→ **Written problem 1**
According to the passage on the casino union contract, how much notice must companies give before introducing new technologies?
→ **Written problem 2**
For each statement, say whether it agrees with the passage on the casino union contract, and quote the words that decide it. (a) Workers get a 10 percent wage increase in the first year of the agreement. (b) The contract guarantees that jobs will never be replaced by technology. (c) Laid-off workers receive a single $2,000 severance payment.
→ **Written problem 3**
Continue the passage on the casino union contract from its last sentence.

→ **Passage to read**
-------

Union leaders said every worker will receive a whopping 10 percent wage increase retroactive to June 1 in the first year of the agreement. They will receive a total increase of 32 percent over the term of the five-year contract. The union has also negotiated lower workloads for its members.
Much like the Screen Actors Guild and Writers Guild of America fought for protections against the use of AI in television and filmmaking, the union wanted assurances against technology that could cause casino companies to cut jobs. The new contract requires companies to give the union and workers six months’ notice before introducing new technologies. The unions also have a say in the selection of prototypes and providers.
The contract doesn’t guarantee that jobs will never be replaced by technology – after all, industries will always evolve – but it does require companies to provide new training opportunities for employees affected by new technologies.
Additionally, workers who are laid off will receive $2,000 in severance pay for each year of employment, as well as six months of health and retirement benefits.

-------

Named object pointing entries:
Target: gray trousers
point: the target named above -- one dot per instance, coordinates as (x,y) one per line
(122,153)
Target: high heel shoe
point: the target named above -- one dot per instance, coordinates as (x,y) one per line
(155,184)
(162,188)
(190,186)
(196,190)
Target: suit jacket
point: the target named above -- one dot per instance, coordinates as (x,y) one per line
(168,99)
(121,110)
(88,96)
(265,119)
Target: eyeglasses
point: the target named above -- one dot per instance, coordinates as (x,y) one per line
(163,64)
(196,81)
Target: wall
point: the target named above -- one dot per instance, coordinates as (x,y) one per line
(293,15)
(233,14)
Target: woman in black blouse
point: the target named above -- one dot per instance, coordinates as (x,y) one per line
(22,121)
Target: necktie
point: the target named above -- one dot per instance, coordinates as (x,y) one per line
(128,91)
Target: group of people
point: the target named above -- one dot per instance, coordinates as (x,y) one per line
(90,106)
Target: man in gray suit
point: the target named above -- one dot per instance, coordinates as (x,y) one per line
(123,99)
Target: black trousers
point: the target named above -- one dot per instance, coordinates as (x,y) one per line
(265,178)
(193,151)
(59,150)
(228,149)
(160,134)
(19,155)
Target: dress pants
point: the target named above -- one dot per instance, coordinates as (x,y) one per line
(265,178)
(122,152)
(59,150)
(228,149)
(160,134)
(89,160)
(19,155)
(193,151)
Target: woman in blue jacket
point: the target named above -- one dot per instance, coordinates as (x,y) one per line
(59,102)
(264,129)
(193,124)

-------

→ **Task result 1**
Companies must give the union and workers six months' notice.

→ **Task result 2**
(a) Yes: "a whopping 10 percent wage increase retroactive to June 1 in the first year of the agreement"
(b) No: "The contract doesn’t guarantee that jobs will never be replaced by technology"
(c) No: "$2,000 in severance pay for each year of employment"

→ **Task result 3**
One might assume that Wynn employees will also ratify the new contracts, but that is not a given. In Detroit, MGM Grand workers are still on strike even after their colleagues at Motorcity Casino and Hollywood Casino in Greektown agreed to new contracts.
Even if Wynn workers agree to the contracts, Las Vegas casinos won’t completely eliminate the threat of a strike. Although MGM, Caesars and Wynn cover a lot of casinos and employees, there are still 24 independent casinos on both the Las Vegas Strip and downtown Las Vegas that have yet to reach an agreement with the culinary union.
Negotiations continue, but union leaders have said strike deadlines could be set by the end of the year for Strip casinos and early 2024 for downtown casinos.